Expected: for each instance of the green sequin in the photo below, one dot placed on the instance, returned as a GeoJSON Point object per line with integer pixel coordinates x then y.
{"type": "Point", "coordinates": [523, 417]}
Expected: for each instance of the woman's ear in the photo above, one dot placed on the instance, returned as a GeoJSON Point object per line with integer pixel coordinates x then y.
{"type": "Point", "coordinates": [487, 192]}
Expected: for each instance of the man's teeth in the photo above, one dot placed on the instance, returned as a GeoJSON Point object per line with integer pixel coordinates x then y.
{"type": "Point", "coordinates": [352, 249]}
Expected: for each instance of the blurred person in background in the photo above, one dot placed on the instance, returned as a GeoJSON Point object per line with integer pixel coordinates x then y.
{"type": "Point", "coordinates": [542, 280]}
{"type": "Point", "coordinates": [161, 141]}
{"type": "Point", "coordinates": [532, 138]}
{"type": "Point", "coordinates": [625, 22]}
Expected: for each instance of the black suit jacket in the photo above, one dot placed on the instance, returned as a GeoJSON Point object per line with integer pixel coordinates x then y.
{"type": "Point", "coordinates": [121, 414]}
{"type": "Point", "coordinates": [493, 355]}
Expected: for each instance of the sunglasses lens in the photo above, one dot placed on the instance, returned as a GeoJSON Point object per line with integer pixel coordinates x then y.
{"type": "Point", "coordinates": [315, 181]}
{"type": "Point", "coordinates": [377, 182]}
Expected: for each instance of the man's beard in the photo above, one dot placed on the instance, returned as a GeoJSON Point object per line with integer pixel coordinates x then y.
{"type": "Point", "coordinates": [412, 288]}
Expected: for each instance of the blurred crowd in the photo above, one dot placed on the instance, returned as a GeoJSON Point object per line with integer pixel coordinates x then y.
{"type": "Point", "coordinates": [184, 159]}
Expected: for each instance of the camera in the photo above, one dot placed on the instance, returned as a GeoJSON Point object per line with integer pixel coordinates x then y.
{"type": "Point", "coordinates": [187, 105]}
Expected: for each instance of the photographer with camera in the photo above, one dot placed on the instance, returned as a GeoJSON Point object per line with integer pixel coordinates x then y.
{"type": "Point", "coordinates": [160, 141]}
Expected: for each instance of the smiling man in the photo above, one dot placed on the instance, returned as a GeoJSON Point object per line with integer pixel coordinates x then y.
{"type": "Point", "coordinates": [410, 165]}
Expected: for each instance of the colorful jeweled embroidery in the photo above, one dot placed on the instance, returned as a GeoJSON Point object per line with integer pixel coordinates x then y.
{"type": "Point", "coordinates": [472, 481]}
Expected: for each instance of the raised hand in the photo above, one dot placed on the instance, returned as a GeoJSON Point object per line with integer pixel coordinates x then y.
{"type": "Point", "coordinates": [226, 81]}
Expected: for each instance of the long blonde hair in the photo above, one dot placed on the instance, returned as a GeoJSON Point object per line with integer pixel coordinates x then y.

***

Without omitting anything, retype all of the material above exactly.

Expected: for each instance of the green sequin in the photo below, one dot placed on the instance, returned as a GeoJSON Point object per line with integer pixel coordinates x then y.
{"type": "Point", "coordinates": [523, 417]}
Expected: for each instance of the woman's ear in the photo above, one dot placed on the instance, returned as a GeoJSON Point object per line with integer pixel coordinates x then y.
{"type": "Point", "coordinates": [487, 192]}
Expected: for each instance of the man's teeth in the photo above, one dot placed on the instance, returned as a GeoJSON Point object per line with integer pixel coordinates x then y.
{"type": "Point", "coordinates": [352, 249]}
Expected: for each instance of the blurred person in background in the photo above, one dot placed on the instance, returned as a GeoJSON Point object per line with integer pixel coordinates x then y.
{"type": "Point", "coordinates": [542, 280]}
{"type": "Point", "coordinates": [161, 141]}
{"type": "Point", "coordinates": [532, 138]}
{"type": "Point", "coordinates": [625, 22]}
Expected: for each instance of the black suit jacket in the photo above, one dot placed on the instance, returned as a GeoJSON Point object per line with integer pixel coordinates x then y.
{"type": "Point", "coordinates": [121, 414]}
{"type": "Point", "coordinates": [493, 355]}
Expected: for each instance of the sunglasses lens in the photo above, one dot placed on the instance, returned as a GeoJSON Point object per line with integer pixel coordinates x then y.
{"type": "Point", "coordinates": [315, 181]}
{"type": "Point", "coordinates": [377, 182]}
Expected: for each instance of the man's beard in the photo above, one dot placed on the instance, returned as a GeoJSON Point object per line with integer pixel coordinates x then y.
{"type": "Point", "coordinates": [412, 288]}
Expected: for each instance of the blurred crowd in the photo above, one dot placed on the instance, returned as a GeoJSON Point object per line with integer pixel coordinates x then y.
{"type": "Point", "coordinates": [184, 159]}
Expected: for each instance of the camera in the photo above, one dot placed on the instance, returned as a GeoJSON Point object per line with integer pixel coordinates x then y.
{"type": "Point", "coordinates": [187, 105]}
Expected: for each instance of the photographer with camera in the photo above, one dot placed on the instance, returned as a GeoJSON Point object per line with integer pixel coordinates x then y.
{"type": "Point", "coordinates": [160, 141]}
Expected: for each instance of the smiling man in the photo above, one dot placed on the instance, returned as a GeoJSON Point object per line with integer pixel coordinates x then y.
{"type": "Point", "coordinates": [410, 165]}
Expected: for each instance of the colorful jeweled embroidery in the photo above, one dot placed on the instance, returned as a GeoJSON Point object per line with integer pixel coordinates x then y.
{"type": "Point", "coordinates": [472, 481]}
Expected: for each instance of the raised hand in the photo above, one dot placed on the instance, returned as a GeoJSON Point object per line with integer pixel coordinates x then y.
{"type": "Point", "coordinates": [226, 81]}
Expected: for each instance of the long blonde hair in the photo above, one dot placed on the instance, returned as a GeoJSON Point object per line with integer pixel coordinates x then y.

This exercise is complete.